**Written request:** Transcribe the records that follow in their entirety, omitting any pictures.

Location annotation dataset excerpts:
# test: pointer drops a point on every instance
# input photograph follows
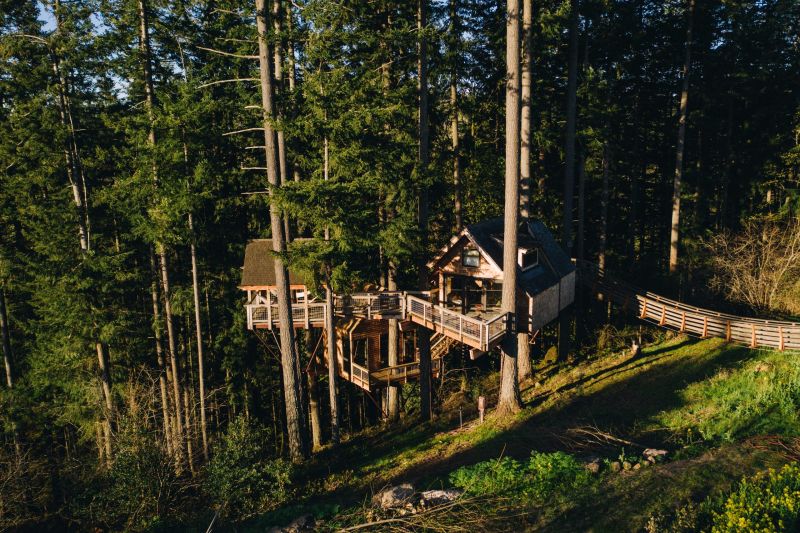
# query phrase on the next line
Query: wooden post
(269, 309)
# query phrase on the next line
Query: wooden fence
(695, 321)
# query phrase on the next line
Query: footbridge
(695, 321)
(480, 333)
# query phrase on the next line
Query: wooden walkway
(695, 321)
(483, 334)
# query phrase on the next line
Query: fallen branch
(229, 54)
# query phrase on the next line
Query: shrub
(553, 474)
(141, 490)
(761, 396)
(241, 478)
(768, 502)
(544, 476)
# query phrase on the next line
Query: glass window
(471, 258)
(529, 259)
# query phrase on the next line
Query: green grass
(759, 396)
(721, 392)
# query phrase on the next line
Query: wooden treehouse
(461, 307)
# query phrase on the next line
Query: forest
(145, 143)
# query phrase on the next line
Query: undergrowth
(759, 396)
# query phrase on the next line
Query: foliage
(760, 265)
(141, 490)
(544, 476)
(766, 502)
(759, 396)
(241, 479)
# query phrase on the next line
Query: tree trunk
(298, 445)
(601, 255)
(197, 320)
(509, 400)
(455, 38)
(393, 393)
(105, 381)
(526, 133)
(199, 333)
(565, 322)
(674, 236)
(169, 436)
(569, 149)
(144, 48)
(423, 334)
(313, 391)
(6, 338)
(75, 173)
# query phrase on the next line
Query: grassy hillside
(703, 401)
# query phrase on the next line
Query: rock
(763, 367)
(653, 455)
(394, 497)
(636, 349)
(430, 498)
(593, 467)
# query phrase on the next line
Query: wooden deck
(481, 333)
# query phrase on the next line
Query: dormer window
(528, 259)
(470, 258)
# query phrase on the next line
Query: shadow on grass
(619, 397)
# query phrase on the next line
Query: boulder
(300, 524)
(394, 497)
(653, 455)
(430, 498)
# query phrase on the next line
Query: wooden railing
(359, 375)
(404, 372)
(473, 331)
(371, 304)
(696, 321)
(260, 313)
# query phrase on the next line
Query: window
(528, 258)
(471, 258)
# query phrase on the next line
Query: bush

**Exercise result:**
# test: pointer drops a point on every instance
# input photograph follows
# query phrase on the next line
Query: wooden post
(269, 309)
# query phrase on the next line
Query: wooden fence
(695, 321)
# query phrase on the next line
Query: footbridge
(695, 321)
(480, 333)
# query phrase on the next line
Query: wooden walkway
(695, 321)
(483, 334)
# query phrase on the next line
Query: fallen branch
(229, 54)
# query phrase on the next line
Query: shrub
(553, 474)
(141, 490)
(761, 396)
(241, 478)
(768, 502)
(544, 476)
# query phrase on the next line
Query: glass window
(471, 258)
(529, 259)
# query phrase on the next line
Query: green grass
(759, 396)
(721, 392)
# query phrase on the next line
Query: wooden treehouse
(461, 307)
# query phrase on the next line
Query: forest
(145, 143)
# query phrase on the next line
Query: undergrowth
(759, 396)
# query phrase on the next line
Query: foliage
(760, 265)
(141, 490)
(544, 476)
(766, 502)
(759, 396)
(241, 479)
# query phrase on the next line
Query: tree trunk
(298, 445)
(601, 255)
(197, 320)
(509, 400)
(455, 38)
(393, 393)
(105, 381)
(526, 133)
(199, 333)
(565, 322)
(674, 236)
(169, 436)
(569, 149)
(144, 48)
(423, 334)
(313, 391)
(6, 338)
(75, 173)
# query phrase on the next line
Query: grassy hillside
(703, 401)
# query phrase on the next line
Query: rock
(763, 367)
(653, 455)
(394, 497)
(636, 349)
(430, 498)
(593, 467)
# query phrase on the next line
Query: wooden deck
(481, 333)
# query phrase on the next line
Query: dormer window
(528, 259)
(470, 258)
# query phrase on the next line
Query: shadow on grass
(619, 397)
# query phrase on the next line
Query: boulder
(300, 524)
(394, 497)
(653, 455)
(430, 498)
# query phrase on the next line
Query: wooden railing
(359, 375)
(404, 372)
(473, 331)
(371, 304)
(696, 321)
(260, 313)
# query phrase on the next line
Query: window
(528, 258)
(471, 258)
# query phrase on the next line
Query: bush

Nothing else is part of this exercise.